(Saved data entries)
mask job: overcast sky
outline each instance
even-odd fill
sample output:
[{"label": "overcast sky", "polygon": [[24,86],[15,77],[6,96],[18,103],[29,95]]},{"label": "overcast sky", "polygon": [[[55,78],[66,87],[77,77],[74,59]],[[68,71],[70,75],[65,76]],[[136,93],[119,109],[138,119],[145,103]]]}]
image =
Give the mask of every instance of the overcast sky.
* * *
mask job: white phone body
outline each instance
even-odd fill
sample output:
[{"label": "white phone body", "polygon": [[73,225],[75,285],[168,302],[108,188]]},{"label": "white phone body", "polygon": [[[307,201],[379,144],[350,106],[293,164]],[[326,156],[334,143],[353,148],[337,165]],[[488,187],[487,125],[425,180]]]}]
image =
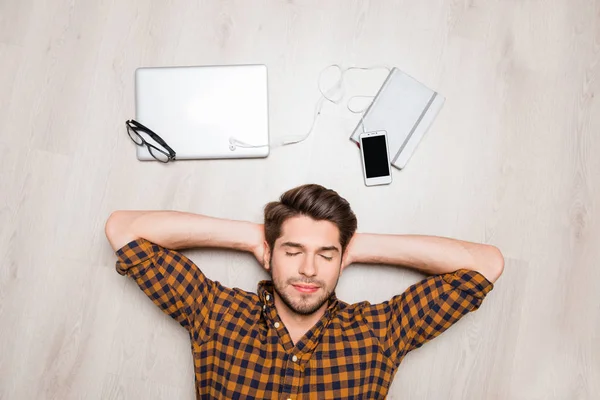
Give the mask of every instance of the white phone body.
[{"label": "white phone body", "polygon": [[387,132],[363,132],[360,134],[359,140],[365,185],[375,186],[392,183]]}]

> Work order:
Starting with the line with "mask job: overcast sky" above and going on through the line with "Give the mask of every instance of the overcast", transcribe every line exactly, both ends included, and add nothing.

> Completed exercise:
mask job: overcast sky
outline each instance
even-odd fill
sample output:
[{"label": "overcast sky", "polygon": [[24,86],[15,77],[6,96],[18,103],[29,95]]},{"label": "overcast sky", "polygon": [[[55,78],[66,87],[77,77],[74,59]],[[68,71],[70,75],[65,76]],[[136,93],[119,109],[138,119],[145,103]]]}]
image =
Give the mask of every instance of the overcast sky.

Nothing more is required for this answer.